▸ 阅读文本:
------------------------------------------------------------------------
In [1]:
# 导入需要使用的库
import numpy as np
import pandas as pd
import os
import json

In [2]:
# 对TCGA下载的文件进行处理

In [3]:
# 划分存储tsv文件xml文件的文件夹
def tsv_xml():
    tsv_dir = []  # 保存文件夹的文件是.tsv文件的文件夹名
    tsv_file_name = [] # 保存.tsv的文件名
    xml_dir = []  # 保存文件夹的文件是.xml文件的文件夹名
    mul_dir = []  # 保存文件夹的文件是多个文件的文件夹名
    file_dir = []  # 保存内容不是文件夹的文件名
    unknow_dir = []  # 保存文件夹的文件是不知名文件的文件夹名
    # 获取包含TCGA下载文件的所有文件夹信息
    dir_all = 'E:/cancerPrognosis/MyLUAD/LUADDownload'
    dir_all_list=os.listdir(dir_all)
    # 获取存储每一个样本的文件夹名
    for i in dir_all_list:
        dir_name = dir_all+'/'+i
        # 判断该地址下的内容是文件夹，还是文件
        if(os.path.isdir(dir_name)):
            dir_per_list = os.listdir(dir_name)
------------------------------------------------------------------------
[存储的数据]

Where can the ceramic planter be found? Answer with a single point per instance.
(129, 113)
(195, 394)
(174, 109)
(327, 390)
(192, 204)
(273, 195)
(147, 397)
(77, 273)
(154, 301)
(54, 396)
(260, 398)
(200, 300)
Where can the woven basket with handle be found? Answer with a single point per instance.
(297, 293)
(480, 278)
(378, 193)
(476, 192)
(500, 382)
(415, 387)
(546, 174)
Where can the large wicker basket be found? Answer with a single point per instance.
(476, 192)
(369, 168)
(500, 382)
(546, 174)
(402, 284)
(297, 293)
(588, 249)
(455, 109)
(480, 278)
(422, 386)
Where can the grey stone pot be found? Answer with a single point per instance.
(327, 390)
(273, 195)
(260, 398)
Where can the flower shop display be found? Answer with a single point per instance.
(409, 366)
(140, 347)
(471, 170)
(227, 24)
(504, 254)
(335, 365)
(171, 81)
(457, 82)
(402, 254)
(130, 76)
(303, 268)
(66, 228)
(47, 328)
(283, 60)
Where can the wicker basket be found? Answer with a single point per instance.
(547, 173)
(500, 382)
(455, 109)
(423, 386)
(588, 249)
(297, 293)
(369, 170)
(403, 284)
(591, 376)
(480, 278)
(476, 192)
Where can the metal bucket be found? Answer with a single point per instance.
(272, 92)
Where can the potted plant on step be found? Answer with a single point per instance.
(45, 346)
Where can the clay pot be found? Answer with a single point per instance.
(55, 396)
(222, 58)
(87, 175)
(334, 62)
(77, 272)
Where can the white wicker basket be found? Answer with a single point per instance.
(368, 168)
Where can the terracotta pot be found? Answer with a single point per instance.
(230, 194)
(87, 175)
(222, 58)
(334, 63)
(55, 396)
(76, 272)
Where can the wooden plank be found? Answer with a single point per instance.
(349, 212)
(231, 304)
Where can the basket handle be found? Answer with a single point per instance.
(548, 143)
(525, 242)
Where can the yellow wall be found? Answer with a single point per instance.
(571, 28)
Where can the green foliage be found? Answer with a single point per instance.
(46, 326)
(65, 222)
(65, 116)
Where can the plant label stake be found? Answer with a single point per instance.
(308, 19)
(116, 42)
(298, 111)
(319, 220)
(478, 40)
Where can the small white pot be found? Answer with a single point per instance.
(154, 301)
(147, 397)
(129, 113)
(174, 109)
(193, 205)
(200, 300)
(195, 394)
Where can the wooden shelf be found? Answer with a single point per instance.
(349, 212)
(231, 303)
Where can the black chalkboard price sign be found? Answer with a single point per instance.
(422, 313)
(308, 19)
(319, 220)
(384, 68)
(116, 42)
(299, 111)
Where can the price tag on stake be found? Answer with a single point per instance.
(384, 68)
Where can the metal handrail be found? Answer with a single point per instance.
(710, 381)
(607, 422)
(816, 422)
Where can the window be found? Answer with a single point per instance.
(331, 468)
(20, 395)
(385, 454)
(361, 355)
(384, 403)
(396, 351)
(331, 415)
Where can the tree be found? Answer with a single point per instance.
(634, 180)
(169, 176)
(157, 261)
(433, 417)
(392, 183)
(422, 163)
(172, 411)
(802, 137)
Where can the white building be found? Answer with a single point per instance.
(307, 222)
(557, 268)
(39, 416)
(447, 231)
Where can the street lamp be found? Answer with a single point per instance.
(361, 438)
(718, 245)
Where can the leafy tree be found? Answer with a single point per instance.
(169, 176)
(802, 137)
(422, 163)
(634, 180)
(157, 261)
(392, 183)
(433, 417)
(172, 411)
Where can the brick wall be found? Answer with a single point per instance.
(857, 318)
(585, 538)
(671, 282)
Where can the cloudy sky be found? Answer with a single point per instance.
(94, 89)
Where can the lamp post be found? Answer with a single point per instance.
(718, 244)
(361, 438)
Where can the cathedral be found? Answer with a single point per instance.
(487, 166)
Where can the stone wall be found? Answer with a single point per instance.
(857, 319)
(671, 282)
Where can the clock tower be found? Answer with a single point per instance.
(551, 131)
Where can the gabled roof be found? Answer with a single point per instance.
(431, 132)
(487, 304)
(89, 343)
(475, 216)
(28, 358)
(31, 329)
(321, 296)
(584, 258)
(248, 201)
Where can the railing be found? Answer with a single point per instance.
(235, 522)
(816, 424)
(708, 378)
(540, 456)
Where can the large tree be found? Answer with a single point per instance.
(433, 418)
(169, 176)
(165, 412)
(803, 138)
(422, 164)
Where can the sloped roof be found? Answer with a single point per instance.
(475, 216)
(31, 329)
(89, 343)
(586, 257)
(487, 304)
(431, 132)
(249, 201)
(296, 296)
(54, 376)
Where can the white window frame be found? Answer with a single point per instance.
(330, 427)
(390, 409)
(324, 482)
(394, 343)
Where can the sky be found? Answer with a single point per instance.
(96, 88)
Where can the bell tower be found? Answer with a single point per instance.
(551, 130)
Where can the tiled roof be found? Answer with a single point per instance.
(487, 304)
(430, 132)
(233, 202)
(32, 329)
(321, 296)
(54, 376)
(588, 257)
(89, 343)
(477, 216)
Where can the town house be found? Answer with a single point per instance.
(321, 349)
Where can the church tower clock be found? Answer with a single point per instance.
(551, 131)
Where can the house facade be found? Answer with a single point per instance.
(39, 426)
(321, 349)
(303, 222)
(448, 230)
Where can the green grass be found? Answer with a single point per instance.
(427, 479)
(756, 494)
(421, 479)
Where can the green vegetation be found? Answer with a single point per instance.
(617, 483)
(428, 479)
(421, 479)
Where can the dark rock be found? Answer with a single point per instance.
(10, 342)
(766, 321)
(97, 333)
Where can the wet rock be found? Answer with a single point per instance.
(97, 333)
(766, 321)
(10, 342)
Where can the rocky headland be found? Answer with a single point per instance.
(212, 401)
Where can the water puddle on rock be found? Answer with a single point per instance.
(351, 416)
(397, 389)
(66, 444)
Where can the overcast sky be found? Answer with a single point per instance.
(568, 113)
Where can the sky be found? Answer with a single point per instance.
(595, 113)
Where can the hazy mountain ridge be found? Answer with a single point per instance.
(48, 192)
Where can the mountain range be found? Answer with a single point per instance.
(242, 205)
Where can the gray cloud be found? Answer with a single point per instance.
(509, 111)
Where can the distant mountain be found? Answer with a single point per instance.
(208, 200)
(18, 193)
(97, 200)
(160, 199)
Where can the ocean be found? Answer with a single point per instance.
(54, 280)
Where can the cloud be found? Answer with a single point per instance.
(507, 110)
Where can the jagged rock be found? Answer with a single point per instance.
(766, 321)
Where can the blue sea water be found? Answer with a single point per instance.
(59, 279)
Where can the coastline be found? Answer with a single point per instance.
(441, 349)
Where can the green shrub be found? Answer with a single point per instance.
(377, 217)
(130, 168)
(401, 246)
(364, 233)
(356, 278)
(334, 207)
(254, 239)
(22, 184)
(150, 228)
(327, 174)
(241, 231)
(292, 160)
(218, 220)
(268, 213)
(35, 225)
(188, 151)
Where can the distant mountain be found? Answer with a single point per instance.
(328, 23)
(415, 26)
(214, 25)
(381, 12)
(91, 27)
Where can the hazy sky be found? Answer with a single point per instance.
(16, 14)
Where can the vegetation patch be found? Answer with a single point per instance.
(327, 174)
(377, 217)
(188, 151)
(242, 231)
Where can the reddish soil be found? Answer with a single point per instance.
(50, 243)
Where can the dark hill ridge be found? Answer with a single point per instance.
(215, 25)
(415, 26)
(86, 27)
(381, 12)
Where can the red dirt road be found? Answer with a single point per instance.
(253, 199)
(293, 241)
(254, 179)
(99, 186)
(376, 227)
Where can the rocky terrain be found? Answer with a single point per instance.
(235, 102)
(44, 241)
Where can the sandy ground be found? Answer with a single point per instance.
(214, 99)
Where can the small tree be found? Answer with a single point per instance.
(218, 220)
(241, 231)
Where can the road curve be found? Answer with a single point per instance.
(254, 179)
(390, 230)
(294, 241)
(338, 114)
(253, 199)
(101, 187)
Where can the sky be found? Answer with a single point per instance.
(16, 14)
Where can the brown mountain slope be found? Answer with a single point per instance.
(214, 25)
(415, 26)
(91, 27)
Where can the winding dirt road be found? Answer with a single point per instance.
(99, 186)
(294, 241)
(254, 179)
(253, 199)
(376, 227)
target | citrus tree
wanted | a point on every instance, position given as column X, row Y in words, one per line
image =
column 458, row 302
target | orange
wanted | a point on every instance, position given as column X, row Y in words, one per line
------------------------------------------------------------------------
▸ 任务要求: 请从最后一行之后接着写上文中处理TCGA下载文件的那段代码。

▸ 结果:
            # 判断文件夹里面的文件是一个还是多个
            if len(dir_per_list) != 1:
                mul_dir.append(dir_name)
            # 读取文件夹里面的文件，判断是TSV文件还是XML文件
            elif dir_per_list[0][-3:] == 'tsv':
                tsv_dir.append(dir_name)
                tsv_file_name.append(dir_per_list[0])
            elif dir_per_list[0][-3:] == 'xml':
                xml_dir.append(dir_name)
            else:
                unknow_dir.append(dir_name)
        else:
            # 如果不是文件夹就保存文件名
            file_dir.append(dir_name)
#     print('tsv_dir',len(tsv_dir))
#     print('tsv_file_name',len(tsv_file_name))
#     print('xml_dir',len(xml_dir))
#     print('mul_dir',len(mul_dir))
#     print('file_dir',len(file_dir))
#     print('unknow_dir',len(unknow_dir))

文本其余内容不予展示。